Required action: Return, word for word, only the lines of the data below that lie between the line with "Query: white ceiling" and the line with "Flashcard task. Put a dot on each instance of the mattress", those two lines included.

(Data items)
^^^^^^^^^^^^^^^^

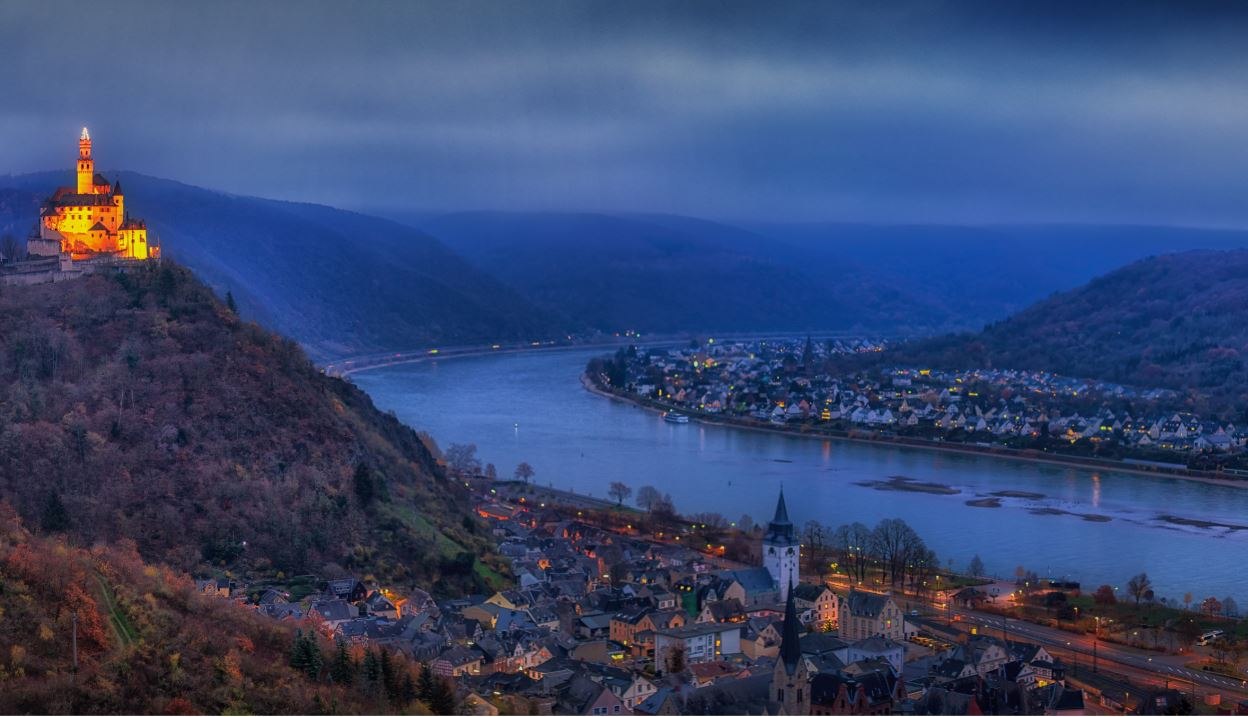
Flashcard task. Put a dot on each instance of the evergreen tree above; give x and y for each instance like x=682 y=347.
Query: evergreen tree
x=408 y=691
x=55 y=518
x=424 y=686
x=306 y=655
x=372 y=670
x=365 y=488
x=390 y=676
x=443 y=698
x=342 y=670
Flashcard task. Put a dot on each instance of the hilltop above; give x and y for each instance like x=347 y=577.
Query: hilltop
x=664 y=273
x=140 y=408
x=1174 y=321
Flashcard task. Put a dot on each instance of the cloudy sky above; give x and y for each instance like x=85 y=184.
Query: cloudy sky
x=882 y=112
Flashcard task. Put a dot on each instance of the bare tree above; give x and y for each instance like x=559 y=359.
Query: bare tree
x=462 y=458
x=1138 y=586
x=619 y=491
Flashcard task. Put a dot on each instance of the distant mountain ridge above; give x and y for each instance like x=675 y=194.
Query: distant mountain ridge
x=338 y=282
x=1174 y=321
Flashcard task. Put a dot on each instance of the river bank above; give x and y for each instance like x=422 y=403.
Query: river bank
x=901 y=442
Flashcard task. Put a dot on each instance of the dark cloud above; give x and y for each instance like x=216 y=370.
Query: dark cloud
x=926 y=111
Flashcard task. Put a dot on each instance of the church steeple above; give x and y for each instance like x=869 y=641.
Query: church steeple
x=780 y=526
x=780 y=550
x=790 y=636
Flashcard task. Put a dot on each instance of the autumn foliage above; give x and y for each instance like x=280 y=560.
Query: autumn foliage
x=147 y=641
x=139 y=408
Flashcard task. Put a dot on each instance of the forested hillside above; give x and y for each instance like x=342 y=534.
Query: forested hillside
x=1176 y=321
x=140 y=408
x=149 y=644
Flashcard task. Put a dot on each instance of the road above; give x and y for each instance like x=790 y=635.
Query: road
x=1077 y=651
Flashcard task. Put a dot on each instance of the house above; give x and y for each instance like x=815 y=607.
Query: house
x=458 y=661
x=698 y=642
x=332 y=612
x=862 y=615
x=347 y=589
x=879 y=647
x=723 y=611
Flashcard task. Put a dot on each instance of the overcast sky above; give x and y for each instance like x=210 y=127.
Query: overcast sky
x=872 y=111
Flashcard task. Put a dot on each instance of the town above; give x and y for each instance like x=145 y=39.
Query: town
x=622 y=611
x=783 y=384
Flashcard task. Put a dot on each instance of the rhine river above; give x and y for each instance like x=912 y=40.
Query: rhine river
x=532 y=408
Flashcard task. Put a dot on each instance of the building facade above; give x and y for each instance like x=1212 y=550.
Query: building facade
x=89 y=220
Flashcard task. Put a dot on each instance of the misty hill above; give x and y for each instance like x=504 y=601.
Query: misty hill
x=662 y=272
x=658 y=273
x=986 y=273
x=1176 y=321
x=336 y=281
x=151 y=413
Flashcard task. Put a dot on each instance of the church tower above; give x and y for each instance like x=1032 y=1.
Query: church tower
x=86 y=165
x=790 y=680
x=781 y=550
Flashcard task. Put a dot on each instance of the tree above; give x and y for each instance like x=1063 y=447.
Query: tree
x=647 y=496
x=342 y=668
x=524 y=471
x=10 y=251
x=306 y=654
x=462 y=458
x=619 y=491
x=1105 y=595
x=1229 y=607
x=976 y=566
x=366 y=488
x=664 y=508
x=1211 y=606
x=55 y=518
x=1138 y=586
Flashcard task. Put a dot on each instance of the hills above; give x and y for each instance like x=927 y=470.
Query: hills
x=670 y=273
x=663 y=273
x=345 y=283
x=337 y=282
x=1176 y=321
x=147 y=642
x=140 y=408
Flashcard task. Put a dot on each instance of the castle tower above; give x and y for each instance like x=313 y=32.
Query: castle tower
x=86 y=165
x=781 y=550
x=790 y=680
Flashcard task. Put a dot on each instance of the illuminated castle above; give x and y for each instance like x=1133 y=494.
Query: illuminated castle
x=89 y=220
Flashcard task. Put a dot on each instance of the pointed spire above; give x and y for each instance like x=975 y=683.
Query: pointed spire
x=790 y=636
x=781 y=510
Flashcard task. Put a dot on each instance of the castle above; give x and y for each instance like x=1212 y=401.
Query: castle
x=89 y=221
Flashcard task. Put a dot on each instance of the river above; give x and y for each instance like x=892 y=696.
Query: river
x=1090 y=525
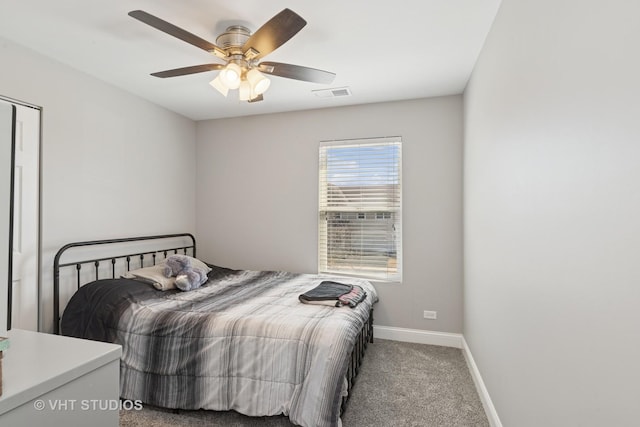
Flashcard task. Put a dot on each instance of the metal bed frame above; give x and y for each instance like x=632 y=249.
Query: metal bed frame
x=363 y=339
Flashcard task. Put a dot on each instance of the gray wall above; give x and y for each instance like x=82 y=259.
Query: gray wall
x=257 y=186
x=552 y=213
x=113 y=165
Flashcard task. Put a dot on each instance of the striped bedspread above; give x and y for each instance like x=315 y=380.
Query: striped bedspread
x=241 y=342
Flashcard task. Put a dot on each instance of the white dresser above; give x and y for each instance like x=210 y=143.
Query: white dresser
x=59 y=381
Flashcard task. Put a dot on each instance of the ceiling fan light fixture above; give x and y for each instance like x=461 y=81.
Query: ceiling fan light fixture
x=219 y=86
x=231 y=75
x=259 y=83
x=244 y=91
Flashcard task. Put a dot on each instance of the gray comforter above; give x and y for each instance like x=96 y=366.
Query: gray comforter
x=241 y=342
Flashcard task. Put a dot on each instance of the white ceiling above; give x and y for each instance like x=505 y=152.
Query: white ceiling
x=381 y=50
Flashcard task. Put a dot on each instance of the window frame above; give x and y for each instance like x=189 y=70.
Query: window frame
x=375 y=213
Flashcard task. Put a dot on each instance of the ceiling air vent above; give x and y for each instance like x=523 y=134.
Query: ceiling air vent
x=332 y=93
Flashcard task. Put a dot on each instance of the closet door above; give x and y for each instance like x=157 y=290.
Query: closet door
x=7 y=132
x=26 y=218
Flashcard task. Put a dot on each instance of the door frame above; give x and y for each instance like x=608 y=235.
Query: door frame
x=18 y=102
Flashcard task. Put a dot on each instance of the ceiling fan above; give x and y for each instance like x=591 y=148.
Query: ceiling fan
x=242 y=52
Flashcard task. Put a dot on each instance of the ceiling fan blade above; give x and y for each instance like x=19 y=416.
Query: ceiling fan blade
x=273 y=34
x=296 y=72
x=188 y=70
x=177 y=32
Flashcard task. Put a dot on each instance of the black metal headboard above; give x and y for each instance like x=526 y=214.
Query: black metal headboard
x=95 y=262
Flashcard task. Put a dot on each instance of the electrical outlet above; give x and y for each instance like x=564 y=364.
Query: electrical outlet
x=430 y=314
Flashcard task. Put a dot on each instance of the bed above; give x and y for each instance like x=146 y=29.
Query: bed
x=243 y=341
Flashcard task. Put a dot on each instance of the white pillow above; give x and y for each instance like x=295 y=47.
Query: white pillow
x=153 y=275
x=195 y=262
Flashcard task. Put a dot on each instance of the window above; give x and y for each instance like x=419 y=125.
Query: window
x=360 y=221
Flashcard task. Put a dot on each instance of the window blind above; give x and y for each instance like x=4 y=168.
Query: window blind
x=360 y=217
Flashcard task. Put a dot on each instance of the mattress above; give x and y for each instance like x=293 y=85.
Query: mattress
x=243 y=342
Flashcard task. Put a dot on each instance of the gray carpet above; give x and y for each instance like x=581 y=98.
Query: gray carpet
x=400 y=384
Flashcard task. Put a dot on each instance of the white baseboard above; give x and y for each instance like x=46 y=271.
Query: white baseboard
x=447 y=340
x=489 y=409
x=418 y=336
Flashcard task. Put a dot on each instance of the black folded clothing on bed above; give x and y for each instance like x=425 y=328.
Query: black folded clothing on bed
x=326 y=293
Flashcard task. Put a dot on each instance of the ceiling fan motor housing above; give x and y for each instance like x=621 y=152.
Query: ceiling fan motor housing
x=234 y=36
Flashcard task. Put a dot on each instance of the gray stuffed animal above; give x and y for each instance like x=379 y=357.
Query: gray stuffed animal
x=187 y=277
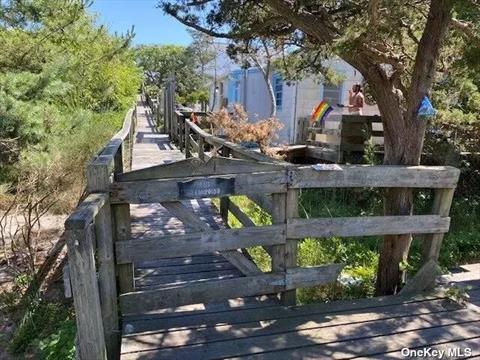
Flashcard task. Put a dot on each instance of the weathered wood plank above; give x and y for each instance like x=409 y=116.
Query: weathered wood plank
x=203 y=317
x=297 y=277
x=441 y=206
x=86 y=295
x=291 y=211
x=262 y=200
x=195 y=167
x=366 y=226
x=198 y=243
x=376 y=176
x=86 y=211
x=278 y=252
x=122 y=232
x=236 y=258
x=252 y=323
x=142 y=301
x=107 y=280
x=339 y=342
x=151 y=191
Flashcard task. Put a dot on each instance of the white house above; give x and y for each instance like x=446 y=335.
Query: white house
x=293 y=101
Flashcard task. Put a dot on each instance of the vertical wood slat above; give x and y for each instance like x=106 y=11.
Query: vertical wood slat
x=201 y=145
x=122 y=232
x=187 y=139
x=441 y=206
x=98 y=180
x=224 y=201
x=107 y=280
x=278 y=252
x=90 y=333
x=290 y=297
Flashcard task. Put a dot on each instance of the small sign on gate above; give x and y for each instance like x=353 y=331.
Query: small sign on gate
x=203 y=188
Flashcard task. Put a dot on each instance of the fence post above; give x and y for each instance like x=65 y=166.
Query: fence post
x=224 y=201
x=278 y=252
x=81 y=260
x=187 y=138
x=107 y=280
x=201 y=144
x=98 y=180
x=290 y=297
x=441 y=206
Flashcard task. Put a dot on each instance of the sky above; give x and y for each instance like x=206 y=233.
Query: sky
x=151 y=25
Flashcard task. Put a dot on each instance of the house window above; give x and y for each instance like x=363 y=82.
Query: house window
x=278 y=90
x=332 y=94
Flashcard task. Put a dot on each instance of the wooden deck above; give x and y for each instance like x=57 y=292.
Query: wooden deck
x=259 y=327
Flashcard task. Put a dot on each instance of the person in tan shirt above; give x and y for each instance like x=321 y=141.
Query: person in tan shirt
x=355 y=100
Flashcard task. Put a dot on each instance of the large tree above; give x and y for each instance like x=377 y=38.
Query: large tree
x=395 y=44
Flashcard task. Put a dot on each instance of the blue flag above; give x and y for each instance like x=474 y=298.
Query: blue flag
x=426 y=108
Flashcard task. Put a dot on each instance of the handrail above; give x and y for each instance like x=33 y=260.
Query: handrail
x=89 y=240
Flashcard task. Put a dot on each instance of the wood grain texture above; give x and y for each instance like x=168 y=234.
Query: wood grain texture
x=376 y=176
x=366 y=226
x=198 y=243
x=86 y=295
x=153 y=191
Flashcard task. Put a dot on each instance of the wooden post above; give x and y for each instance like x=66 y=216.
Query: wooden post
x=201 y=145
x=107 y=280
x=441 y=206
x=187 y=138
x=278 y=252
x=91 y=341
x=224 y=201
x=122 y=232
x=290 y=297
x=98 y=180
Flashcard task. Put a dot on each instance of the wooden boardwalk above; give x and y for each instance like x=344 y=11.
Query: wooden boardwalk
x=259 y=327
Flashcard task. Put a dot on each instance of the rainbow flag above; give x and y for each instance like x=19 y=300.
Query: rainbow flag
x=321 y=112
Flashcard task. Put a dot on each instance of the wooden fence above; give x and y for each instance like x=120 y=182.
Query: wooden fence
x=90 y=232
x=344 y=143
x=102 y=255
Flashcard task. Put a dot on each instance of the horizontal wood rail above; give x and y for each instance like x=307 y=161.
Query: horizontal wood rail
x=151 y=191
x=367 y=226
x=89 y=240
x=199 y=243
x=143 y=301
x=383 y=176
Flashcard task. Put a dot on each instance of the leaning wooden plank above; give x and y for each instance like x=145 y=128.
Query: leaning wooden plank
x=198 y=243
x=375 y=176
x=152 y=191
x=141 y=301
x=236 y=258
x=311 y=276
x=86 y=295
x=366 y=226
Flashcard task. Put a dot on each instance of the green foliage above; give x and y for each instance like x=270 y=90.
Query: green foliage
x=161 y=61
x=360 y=255
x=43 y=326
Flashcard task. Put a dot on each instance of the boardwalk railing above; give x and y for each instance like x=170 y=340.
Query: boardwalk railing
x=90 y=248
x=102 y=253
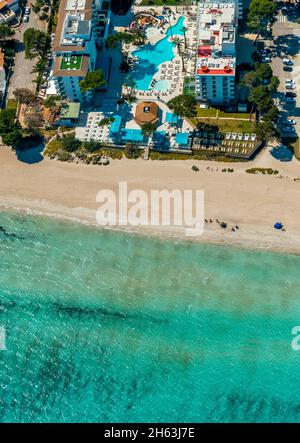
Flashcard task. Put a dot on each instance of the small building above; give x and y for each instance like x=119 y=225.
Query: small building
x=134 y=136
x=171 y=118
x=182 y=140
x=146 y=112
x=69 y=114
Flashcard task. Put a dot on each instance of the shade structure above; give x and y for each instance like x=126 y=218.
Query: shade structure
x=132 y=135
x=146 y=112
x=171 y=118
x=182 y=138
x=116 y=124
x=159 y=136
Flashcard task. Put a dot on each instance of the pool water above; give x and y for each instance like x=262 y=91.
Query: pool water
x=150 y=57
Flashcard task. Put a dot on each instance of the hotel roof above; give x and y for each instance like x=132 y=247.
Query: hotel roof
x=146 y=112
x=80 y=10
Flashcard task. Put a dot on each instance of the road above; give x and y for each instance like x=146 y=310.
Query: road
x=288 y=44
x=22 y=76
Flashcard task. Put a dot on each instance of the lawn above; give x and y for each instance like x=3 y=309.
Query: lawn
x=206 y=112
x=74 y=63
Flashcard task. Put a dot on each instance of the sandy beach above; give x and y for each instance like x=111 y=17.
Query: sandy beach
x=253 y=202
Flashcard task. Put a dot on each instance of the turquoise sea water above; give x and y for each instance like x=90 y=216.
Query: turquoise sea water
x=151 y=56
x=106 y=327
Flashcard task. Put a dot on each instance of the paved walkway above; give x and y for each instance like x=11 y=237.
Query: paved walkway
x=23 y=76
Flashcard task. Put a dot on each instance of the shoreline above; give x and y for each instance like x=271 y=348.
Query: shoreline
x=215 y=236
x=253 y=202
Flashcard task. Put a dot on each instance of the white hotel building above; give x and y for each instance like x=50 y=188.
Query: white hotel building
x=82 y=27
x=216 y=52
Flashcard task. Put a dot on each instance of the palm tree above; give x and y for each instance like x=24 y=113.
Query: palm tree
x=178 y=43
x=130 y=85
x=184 y=29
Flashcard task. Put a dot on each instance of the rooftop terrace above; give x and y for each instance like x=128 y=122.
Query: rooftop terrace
x=73 y=62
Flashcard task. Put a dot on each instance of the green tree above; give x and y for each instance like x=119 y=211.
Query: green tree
x=52 y=101
x=261 y=97
x=263 y=71
x=10 y=130
x=274 y=84
x=36 y=43
x=272 y=114
x=260 y=12
x=93 y=81
x=184 y=105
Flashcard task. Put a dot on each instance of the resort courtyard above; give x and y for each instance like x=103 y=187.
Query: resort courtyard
x=157 y=72
x=169 y=55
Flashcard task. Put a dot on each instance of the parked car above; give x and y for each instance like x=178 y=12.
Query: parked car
x=290 y=99
x=290 y=85
x=288 y=128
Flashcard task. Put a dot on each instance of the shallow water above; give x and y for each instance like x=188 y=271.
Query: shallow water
x=106 y=327
x=152 y=56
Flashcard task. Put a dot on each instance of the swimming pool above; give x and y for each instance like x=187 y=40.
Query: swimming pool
x=151 y=56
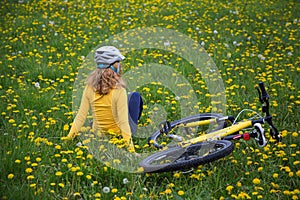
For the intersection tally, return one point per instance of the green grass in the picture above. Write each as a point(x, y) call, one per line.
point(44, 41)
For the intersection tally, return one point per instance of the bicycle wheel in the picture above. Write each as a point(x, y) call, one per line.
point(178, 158)
point(195, 118)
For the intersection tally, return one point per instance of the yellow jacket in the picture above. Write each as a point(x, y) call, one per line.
point(110, 113)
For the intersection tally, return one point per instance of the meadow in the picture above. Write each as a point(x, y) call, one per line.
point(44, 43)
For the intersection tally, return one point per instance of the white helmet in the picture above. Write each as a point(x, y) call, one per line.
point(107, 55)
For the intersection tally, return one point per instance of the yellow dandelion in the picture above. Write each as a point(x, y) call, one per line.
point(79, 173)
point(10, 176)
point(28, 170)
point(229, 188)
point(30, 177)
point(88, 177)
point(58, 173)
point(97, 195)
point(168, 191)
point(114, 190)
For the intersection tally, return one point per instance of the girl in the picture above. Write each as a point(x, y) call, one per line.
point(106, 96)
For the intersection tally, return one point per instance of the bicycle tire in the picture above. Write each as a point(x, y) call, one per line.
point(219, 149)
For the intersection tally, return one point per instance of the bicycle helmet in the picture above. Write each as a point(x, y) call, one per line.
point(107, 55)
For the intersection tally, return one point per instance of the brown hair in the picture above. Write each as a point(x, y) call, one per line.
point(104, 80)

^^^^^^^^^^^^^^^^

Problem solution:
Query: white ceiling
x=381 y=50
Flashcard task. Put a dot on each instance of the window frame above; give x and y for each instance like x=189 y=70.
Query: window frame
x=375 y=213
Flashcard task. Put a dot on each instance of the ceiling air vent above; give x and y for each instance like x=523 y=134.
Query: ceiling air vent
x=332 y=93
Flashcard task. Put a dot on each instance of the closet door above; give x and y for each instance like x=157 y=290.
Query: closet door
x=7 y=132
x=26 y=218
Flashcard task. Put a dot on each instance of the door frame above; give x and y for each instance like x=608 y=235.
Query: door frame
x=18 y=102
Flashcard task. Put a dot on each instance of the ceiling fan above; give x and y for each instance like x=591 y=148.
Query: ceiling fan
x=242 y=52
Flashcard task. Put a dot on each instance of the ceiling fan blade above; give x and y for each instance like x=19 y=416.
Query: ceiling fan blade
x=273 y=34
x=296 y=72
x=188 y=70
x=177 y=32
Flashcard task. Put a dot on each instance of the black metal headboard above; give x and y for each instance like x=526 y=214.
Query: black metal headboard
x=95 y=262
Flashcard task. Put a dot on each instance of the electrical outlet above; give x and y for each instance like x=564 y=364.
Query: electrical outlet
x=430 y=314
Flashcard task. Put a dot on each instance of the bed above; give x and y for each instance like x=146 y=29.
Query: bed
x=243 y=341
Flashcard task. Put a dot on each instance of the white pillow above; give x and y for each instance like x=295 y=47.
Query: white pillow
x=153 y=275
x=195 y=262
Flashcard task. Put a dot on each instance of the window above; give x and y for each instance like x=419 y=125.
Query: window
x=360 y=221
Flashcard task. Put a dot on each instance of the window blind above; give x and y for each instance like x=4 y=168.
Query: window blind
x=360 y=217
Flashcard task. Put a dot on each instance of the mattress above; give x and y for each instance like x=293 y=85.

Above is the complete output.